**WORKING DATA**
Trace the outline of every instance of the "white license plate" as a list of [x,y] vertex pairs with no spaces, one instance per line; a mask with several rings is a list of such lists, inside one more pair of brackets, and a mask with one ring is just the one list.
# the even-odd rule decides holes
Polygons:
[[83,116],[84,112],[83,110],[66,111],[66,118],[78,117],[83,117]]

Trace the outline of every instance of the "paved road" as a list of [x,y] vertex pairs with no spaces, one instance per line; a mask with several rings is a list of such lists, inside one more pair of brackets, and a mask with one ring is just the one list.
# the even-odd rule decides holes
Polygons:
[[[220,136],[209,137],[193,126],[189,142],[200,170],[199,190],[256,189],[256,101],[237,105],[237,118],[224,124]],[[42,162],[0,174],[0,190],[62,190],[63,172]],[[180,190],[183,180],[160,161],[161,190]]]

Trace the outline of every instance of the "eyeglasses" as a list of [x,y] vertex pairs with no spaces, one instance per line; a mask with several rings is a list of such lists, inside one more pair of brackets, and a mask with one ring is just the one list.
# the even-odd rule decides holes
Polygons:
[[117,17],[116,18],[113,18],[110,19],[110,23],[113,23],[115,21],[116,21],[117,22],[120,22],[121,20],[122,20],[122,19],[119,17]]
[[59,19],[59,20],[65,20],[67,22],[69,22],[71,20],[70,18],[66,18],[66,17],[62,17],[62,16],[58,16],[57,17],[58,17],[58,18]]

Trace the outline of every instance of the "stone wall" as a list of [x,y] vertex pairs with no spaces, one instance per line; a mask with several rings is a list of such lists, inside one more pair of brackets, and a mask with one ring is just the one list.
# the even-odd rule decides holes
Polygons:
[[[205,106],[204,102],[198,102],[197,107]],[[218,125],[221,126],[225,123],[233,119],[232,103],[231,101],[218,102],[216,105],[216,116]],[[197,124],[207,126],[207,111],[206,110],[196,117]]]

**STATED PROBLEM**
Edit the items above by changing every "vertex pairs" to "coordinate pairs", and reproduce them in full with everything else left as it is.

**TASK ANSWER**
Trace the outline of every instance of the "white license plate" as a list of [x,y] coordinate pairs with no spaces, one instance per line; a mask with several rings is a list of such lists, inside one more pair of brackets, and a mask with one ring is just the one list.
# the even-odd rule decides holes
Polygons:
[[83,116],[84,112],[83,110],[66,111],[66,118],[78,117],[83,117]]

Trace the outline of every instance of the "paved road" as a list of [x,y] coordinate pairs with no spaces, one instance per line; a mask with several rings is a list of such lists, inside one more pair of brackets, and a mask with one ring is just the one list.
# the even-odd rule decides holes
Polygons:
[[[220,136],[209,137],[193,126],[189,142],[200,170],[199,190],[256,189],[256,101],[237,105],[237,118],[224,124]],[[42,162],[0,174],[0,190],[62,190],[63,172]],[[180,190],[183,180],[160,161],[161,190]]]

Trace the outline of every instance of the "eyeglasses" as a list of [x,y] coordinate pairs with no spaces, one instance per line; a mask with several rings is a list of such lists, inside one more pair of brackets, and a mask with one ring is just the one list.
# the even-odd rule decides holes
Polygons:
[[117,17],[116,18],[113,18],[110,19],[110,23],[113,23],[115,21],[116,21],[117,22],[120,22],[121,20],[122,20],[122,19],[119,17]]
[[59,19],[59,20],[65,20],[67,22],[69,22],[71,20],[70,18],[66,18],[66,17],[62,17],[62,16],[58,16],[57,17],[58,17],[58,18]]

Trace the outline of every instance of the "stone wall" as a list of [x,y] coordinate pairs with no spaces, one instance per line; a mask with several rings is a list of such lists, inside one more pair of brackets, and a mask with one ring is just the one list.
# the even-odd rule decides holes
Polygons:
[[[205,106],[204,102],[198,102],[197,107]],[[218,125],[221,126],[225,123],[233,119],[232,103],[231,101],[218,102],[216,105],[216,116]],[[197,124],[207,126],[207,111],[206,110],[196,117]]]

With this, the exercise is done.